Boundary annotation records
###

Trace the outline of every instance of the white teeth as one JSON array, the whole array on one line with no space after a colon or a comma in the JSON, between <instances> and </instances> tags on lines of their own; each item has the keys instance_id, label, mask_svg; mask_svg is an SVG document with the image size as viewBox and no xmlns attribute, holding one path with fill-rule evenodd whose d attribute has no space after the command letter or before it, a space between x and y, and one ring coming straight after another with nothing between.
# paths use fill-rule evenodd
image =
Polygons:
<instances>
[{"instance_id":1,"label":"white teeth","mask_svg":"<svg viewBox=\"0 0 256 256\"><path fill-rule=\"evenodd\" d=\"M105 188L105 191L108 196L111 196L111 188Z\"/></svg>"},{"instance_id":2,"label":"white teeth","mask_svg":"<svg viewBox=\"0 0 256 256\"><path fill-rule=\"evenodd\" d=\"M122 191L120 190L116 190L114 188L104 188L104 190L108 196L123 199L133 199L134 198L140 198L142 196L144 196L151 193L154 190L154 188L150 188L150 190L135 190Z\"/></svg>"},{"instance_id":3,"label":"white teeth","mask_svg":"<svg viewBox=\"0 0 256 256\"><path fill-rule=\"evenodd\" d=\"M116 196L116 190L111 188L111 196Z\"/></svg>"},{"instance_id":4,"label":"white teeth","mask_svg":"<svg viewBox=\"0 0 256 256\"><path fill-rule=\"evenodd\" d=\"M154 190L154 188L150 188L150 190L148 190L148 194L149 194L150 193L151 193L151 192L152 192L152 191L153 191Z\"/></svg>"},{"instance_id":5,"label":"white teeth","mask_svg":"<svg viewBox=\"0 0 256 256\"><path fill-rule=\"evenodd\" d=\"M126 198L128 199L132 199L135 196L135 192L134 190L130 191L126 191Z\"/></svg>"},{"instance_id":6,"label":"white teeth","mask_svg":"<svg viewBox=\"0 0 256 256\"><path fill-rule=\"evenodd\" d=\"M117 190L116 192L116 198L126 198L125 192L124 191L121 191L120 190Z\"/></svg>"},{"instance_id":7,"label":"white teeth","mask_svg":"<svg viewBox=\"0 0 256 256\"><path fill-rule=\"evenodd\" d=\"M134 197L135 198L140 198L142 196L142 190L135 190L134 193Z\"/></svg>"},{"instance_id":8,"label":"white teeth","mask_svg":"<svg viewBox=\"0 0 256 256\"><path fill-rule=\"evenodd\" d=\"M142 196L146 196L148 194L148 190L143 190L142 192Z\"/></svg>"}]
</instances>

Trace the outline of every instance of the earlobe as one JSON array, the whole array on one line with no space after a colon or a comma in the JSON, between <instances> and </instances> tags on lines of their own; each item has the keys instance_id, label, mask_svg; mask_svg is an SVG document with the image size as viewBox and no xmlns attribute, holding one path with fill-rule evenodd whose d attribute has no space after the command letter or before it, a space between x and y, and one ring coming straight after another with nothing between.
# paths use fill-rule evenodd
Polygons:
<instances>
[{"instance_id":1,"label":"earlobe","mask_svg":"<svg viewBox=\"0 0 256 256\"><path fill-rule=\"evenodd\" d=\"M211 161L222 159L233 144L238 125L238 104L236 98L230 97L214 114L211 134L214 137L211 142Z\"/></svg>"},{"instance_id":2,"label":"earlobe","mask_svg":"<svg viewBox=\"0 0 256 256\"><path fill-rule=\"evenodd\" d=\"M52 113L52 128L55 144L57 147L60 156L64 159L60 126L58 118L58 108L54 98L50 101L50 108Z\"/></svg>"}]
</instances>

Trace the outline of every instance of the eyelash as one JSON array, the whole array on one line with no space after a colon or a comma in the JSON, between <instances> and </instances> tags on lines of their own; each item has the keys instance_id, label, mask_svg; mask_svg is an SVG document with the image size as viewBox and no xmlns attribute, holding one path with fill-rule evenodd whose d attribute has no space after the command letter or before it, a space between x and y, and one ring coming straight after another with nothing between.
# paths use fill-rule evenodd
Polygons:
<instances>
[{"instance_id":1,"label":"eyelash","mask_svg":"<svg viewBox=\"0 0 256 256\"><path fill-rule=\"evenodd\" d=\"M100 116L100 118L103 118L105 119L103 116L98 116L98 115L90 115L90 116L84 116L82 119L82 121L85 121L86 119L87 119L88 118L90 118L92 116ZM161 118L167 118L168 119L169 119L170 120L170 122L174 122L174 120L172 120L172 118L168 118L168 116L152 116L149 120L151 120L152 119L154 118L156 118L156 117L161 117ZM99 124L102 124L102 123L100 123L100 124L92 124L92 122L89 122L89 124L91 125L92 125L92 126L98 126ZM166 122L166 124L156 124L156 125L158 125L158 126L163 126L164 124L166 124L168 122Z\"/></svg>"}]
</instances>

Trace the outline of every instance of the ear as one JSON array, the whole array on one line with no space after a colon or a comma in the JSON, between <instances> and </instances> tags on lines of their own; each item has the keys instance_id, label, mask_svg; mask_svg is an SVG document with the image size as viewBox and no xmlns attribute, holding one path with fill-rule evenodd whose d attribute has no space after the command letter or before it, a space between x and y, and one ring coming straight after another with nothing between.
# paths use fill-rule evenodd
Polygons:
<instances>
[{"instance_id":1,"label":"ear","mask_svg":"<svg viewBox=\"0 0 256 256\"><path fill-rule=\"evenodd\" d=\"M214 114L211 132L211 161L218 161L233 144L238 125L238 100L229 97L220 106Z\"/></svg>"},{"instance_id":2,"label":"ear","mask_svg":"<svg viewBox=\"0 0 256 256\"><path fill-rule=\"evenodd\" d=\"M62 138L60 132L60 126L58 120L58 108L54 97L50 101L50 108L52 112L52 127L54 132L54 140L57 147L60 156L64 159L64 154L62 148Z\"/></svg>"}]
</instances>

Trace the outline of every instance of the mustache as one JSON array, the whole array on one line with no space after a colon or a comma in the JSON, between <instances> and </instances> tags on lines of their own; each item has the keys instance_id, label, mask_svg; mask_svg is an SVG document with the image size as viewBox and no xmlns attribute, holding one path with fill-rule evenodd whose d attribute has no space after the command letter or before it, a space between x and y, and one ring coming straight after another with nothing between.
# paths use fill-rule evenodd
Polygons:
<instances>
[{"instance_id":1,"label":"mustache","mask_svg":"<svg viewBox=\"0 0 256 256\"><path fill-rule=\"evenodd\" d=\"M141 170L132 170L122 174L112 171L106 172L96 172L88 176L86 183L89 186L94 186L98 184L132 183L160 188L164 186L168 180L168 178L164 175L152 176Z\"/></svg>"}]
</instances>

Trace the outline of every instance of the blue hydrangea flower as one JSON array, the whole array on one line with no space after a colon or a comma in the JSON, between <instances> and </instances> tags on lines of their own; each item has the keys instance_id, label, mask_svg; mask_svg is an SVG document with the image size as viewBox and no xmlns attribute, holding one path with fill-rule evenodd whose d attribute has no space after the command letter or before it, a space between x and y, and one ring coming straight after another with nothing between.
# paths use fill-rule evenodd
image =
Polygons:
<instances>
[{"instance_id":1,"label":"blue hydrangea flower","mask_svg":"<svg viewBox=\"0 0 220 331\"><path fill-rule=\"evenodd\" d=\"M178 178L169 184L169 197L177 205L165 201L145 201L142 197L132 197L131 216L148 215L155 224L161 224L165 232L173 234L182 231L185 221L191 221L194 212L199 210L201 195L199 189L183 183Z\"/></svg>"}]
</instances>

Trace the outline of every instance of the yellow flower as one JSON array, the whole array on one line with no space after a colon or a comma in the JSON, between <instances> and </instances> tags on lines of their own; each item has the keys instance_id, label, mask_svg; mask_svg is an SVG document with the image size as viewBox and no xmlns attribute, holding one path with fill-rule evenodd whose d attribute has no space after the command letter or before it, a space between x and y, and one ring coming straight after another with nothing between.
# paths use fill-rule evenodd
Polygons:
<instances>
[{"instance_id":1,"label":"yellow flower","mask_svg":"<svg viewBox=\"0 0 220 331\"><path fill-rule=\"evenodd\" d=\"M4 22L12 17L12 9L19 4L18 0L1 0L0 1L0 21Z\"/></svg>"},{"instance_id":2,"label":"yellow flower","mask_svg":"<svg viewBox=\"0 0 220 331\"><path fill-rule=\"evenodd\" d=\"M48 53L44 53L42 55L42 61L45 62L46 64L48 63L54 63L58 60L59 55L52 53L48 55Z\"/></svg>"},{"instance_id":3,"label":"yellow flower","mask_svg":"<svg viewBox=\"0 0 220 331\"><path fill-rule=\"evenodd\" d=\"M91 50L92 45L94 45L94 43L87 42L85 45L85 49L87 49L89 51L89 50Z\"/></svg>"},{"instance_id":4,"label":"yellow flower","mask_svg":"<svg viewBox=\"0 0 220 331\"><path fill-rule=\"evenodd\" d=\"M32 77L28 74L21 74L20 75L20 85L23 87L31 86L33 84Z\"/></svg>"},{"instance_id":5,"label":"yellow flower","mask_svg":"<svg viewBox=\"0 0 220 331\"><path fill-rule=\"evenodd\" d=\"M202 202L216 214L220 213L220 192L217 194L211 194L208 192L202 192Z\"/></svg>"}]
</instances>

###

• What is asked:
Report each line in the material that contains the string "mustache", copying every such line in full.

• Output of the exercise:
Trace the outline of every instance of the mustache as one JSON array, the whole array on one line with no space after a colon or a comma in the JSON, between <instances> and </instances> tags on lines of their own; each item has the keys instance_id, label, mask_svg; mask_svg is an SVG document with the image size as viewBox and no xmlns attribute, holding one path with fill-rule evenodd whose d attribute has no space after the command letter or before it, a space between x and y, and one ring coming straight after another with nothing between.
[{"instance_id":1,"label":"mustache","mask_svg":"<svg viewBox=\"0 0 256 256\"><path fill-rule=\"evenodd\" d=\"M141 170L132 170L122 174L112 171L106 172L96 172L88 176L86 183L89 186L94 186L98 184L132 183L160 188L164 186L168 180L168 178L164 175L152 176Z\"/></svg>"}]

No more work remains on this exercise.